### Data shown
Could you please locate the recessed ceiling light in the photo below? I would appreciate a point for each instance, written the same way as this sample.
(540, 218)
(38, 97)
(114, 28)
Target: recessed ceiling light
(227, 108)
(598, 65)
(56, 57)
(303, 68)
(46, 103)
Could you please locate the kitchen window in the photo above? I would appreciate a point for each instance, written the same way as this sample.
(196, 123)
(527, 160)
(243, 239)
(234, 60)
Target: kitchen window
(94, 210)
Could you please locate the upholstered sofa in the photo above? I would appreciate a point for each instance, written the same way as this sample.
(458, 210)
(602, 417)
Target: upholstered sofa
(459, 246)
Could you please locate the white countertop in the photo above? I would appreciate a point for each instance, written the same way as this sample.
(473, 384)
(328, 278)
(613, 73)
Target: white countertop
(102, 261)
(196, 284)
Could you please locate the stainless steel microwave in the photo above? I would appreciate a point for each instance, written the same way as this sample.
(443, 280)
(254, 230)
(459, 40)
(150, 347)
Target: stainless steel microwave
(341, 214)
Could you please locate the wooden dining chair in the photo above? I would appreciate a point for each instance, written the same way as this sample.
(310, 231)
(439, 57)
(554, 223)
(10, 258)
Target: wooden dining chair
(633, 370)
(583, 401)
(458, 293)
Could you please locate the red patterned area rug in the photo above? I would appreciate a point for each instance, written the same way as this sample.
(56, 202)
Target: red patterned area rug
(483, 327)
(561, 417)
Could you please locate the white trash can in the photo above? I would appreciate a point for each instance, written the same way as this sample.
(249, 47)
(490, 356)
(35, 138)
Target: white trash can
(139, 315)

### Task to complete
Locate "Could you please locate the red" in the data above. Then repeat, exactly, its line and each line after it through the last, adding nothing.

### Task output
Could you please locate the red patterned area rug in the photo above? I would appreciate a point for each instance, written the same way as this sample.
(56, 202)
Target: red patterned area rug
(483, 327)
(561, 417)
Could you please locate the white trash can in the photo above? I would appreciate a point for each instance, written the same way as this sample.
(249, 47)
(490, 356)
(35, 138)
Target: white trash can
(139, 315)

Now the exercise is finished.